The records:

....

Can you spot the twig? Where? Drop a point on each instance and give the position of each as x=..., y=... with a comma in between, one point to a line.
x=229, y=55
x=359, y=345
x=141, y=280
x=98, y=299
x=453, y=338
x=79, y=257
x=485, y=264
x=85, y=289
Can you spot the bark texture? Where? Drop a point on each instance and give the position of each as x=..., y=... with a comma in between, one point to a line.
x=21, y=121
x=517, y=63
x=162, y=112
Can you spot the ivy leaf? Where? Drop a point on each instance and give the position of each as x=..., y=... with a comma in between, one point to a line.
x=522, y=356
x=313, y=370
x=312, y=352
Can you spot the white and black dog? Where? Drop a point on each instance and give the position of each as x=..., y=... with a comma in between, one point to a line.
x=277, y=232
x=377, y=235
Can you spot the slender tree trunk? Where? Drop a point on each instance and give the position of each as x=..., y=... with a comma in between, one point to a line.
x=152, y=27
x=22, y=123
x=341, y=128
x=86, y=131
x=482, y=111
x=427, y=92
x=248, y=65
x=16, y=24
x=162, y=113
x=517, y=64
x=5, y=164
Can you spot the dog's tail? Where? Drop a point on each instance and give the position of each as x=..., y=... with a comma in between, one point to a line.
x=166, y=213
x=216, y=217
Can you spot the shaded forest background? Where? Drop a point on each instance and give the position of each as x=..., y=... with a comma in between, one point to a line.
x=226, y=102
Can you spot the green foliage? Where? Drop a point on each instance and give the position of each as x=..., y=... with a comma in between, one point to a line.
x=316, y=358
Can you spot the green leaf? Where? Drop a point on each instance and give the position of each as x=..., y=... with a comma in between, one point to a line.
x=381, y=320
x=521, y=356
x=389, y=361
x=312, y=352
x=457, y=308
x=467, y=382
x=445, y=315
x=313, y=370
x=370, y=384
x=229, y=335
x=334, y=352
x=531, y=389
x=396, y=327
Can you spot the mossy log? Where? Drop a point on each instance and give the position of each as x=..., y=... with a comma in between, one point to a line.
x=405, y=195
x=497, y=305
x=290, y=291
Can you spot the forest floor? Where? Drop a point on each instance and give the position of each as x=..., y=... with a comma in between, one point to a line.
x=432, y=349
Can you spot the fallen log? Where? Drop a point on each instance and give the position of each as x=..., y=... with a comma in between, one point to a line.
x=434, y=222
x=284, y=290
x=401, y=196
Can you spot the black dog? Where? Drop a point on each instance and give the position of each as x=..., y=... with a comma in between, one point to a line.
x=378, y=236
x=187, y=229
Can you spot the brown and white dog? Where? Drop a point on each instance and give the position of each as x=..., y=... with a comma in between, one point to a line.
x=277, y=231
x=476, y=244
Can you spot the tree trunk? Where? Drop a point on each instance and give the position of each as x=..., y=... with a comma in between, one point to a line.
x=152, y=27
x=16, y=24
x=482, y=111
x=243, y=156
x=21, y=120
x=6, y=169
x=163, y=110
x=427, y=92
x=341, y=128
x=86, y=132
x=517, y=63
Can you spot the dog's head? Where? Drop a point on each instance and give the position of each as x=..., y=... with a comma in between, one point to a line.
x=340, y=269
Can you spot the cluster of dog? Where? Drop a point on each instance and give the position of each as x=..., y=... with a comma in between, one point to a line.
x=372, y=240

....

What to work on:
Reproduce the material word for word, from the line containing "Can you spot the white" through the line containing "x=216, y=217", with both of those lines included.

Complete response:
Can you spot the white and black dog? Where? Drop a point on each instance and give the position of each as x=..., y=... with a comma in between, one point to a line.
x=277, y=232
x=377, y=235
Can you spot the slender tree trunk? Where? Drop a point on each instance and give the position of each as x=..., y=... with a comma in between, one point to a line.
x=152, y=27
x=22, y=123
x=341, y=128
x=86, y=131
x=482, y=111
x=427, y=92
x=248, y=65
x=16, y=24
x=162, y=113
x=517, y=64
x=5, y=164
Can you spot the dog's tail? Where? Drop a point on each instance and give the position of each as x=..., y=... with a comma in between, one point to a line.
x=166, y=213
x=216, y=217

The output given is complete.